TASK DESCRIPTION: The lines to return are those from the line holding "monkey's back in" through the last line of the entries below, both included, written exactly and without pictures.

--*--

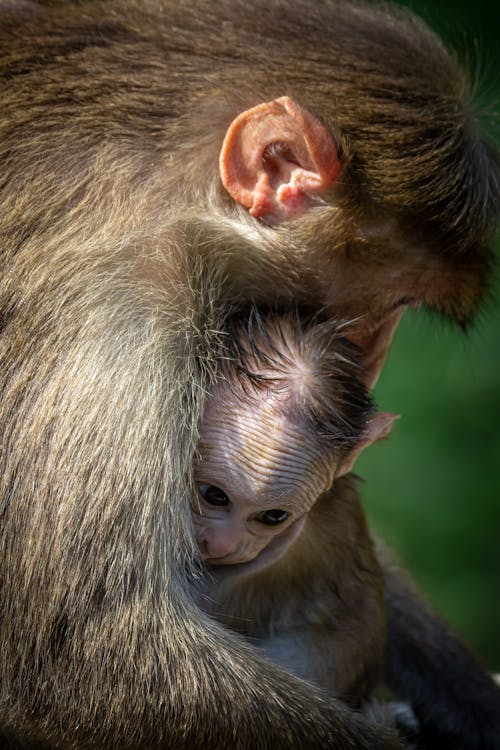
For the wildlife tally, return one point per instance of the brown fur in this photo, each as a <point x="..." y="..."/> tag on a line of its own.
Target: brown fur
<point x="121" y="256"/>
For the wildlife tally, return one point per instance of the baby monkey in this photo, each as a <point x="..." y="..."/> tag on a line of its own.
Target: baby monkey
<point x="279" y="526"/>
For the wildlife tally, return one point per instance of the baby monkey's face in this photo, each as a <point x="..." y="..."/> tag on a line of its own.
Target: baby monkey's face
<point x="257" y="474"/>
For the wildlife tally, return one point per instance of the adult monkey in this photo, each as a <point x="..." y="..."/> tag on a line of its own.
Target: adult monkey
<point x="122" y="255"/>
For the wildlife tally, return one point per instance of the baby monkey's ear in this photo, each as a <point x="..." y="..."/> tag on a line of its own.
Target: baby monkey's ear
<point x="378" y="428"/>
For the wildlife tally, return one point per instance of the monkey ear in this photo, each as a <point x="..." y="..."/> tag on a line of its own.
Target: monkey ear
<point x="274" y="156"/>
<point x="378" y="428"/>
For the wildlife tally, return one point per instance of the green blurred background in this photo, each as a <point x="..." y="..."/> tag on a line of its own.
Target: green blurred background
<point x="433" y="489"/>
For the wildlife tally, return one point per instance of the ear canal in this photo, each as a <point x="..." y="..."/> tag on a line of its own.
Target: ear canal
<point x="274" y="156"/>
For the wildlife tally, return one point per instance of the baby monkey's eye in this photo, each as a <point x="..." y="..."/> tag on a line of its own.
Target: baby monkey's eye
<point x="273" y="517"/>
<point x="213" y="495"/>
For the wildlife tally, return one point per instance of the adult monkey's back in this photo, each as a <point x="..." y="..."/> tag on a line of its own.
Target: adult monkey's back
<point x="122" y="253"/>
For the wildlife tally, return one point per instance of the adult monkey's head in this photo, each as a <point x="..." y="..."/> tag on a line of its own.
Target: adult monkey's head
<point x="393" y="196"/>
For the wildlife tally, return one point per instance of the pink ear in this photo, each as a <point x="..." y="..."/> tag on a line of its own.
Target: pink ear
<point x="274" y="155"/>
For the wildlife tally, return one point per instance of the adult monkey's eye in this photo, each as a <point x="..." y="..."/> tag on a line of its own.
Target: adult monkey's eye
<point x="213" y="495"/>
<point x="273" y="517"/>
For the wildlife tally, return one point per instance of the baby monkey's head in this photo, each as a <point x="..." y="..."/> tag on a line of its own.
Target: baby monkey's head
<point x="287" y="415"/>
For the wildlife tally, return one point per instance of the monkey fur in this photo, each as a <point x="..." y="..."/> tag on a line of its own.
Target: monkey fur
<point x="121" y="257"/>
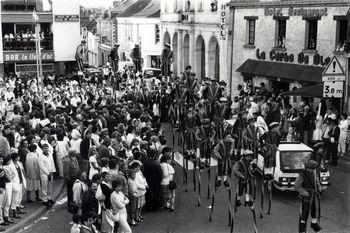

--*--

ANSWER TO THIS TASK:
For the wildlife tally, return one point per instance of the adult monkey's back in this photo, each as a <point x="..." y="..."/> tag on a line of its own.
Target: adult monkey's back
<point x="122" y="253"/>
For the wildlife tally, return one point per instance of the adult monkey's head in this photo, each as a <point x="..." y="..."/> tag on a line of its own.
Target: adult monkey's head
<point x="393" y="196"/>
For the wildlife tally, return one point per instance of the pink ear in this photo, each as a <point x="..." y="..."/> tag on a line of its own.
Target: pink ear
<point x="274" y="155"/>
For the wildlife tally, return one point per instance of the adult monkey's eye in this photo, each as a <point x="..." y="..."/> tag on a line of its own.
Target: adult monkey's eye
<point x="213" y="495"/>
<point x="273" y="517"/>
For the wildlife tally, return one point per instance of the baby monkey's head in this photo, each as a <point x="..." y="..."/> tag on a line of its own.
Target: baby monkey's head
<point x="287" y="415"/>
For the wildlife tally, return one point per instance of the monkey fur in this photo, each as a <point x="..." y="..."/> tag on a line of its own.
Target: monkey fur
<point x="121" y="257"/>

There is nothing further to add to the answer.